What you return should be the exact lines from the one with "x=810, y=252" to the end of the records below, both included, and no pictures.

[[ Provided material, beginning ]]

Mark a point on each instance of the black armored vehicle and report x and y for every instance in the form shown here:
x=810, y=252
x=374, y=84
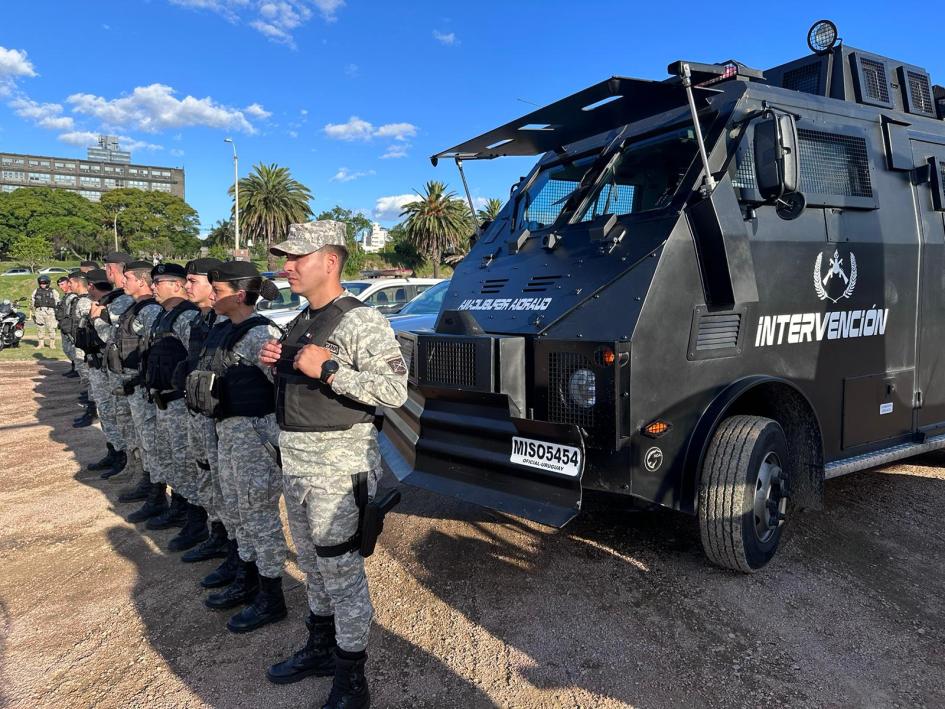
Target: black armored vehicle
x=711, y=293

[[ Provided material, end ]]

# The answer
x=810, y=252
x=374, y=84
Target: black armored vehicle
x=711, y=293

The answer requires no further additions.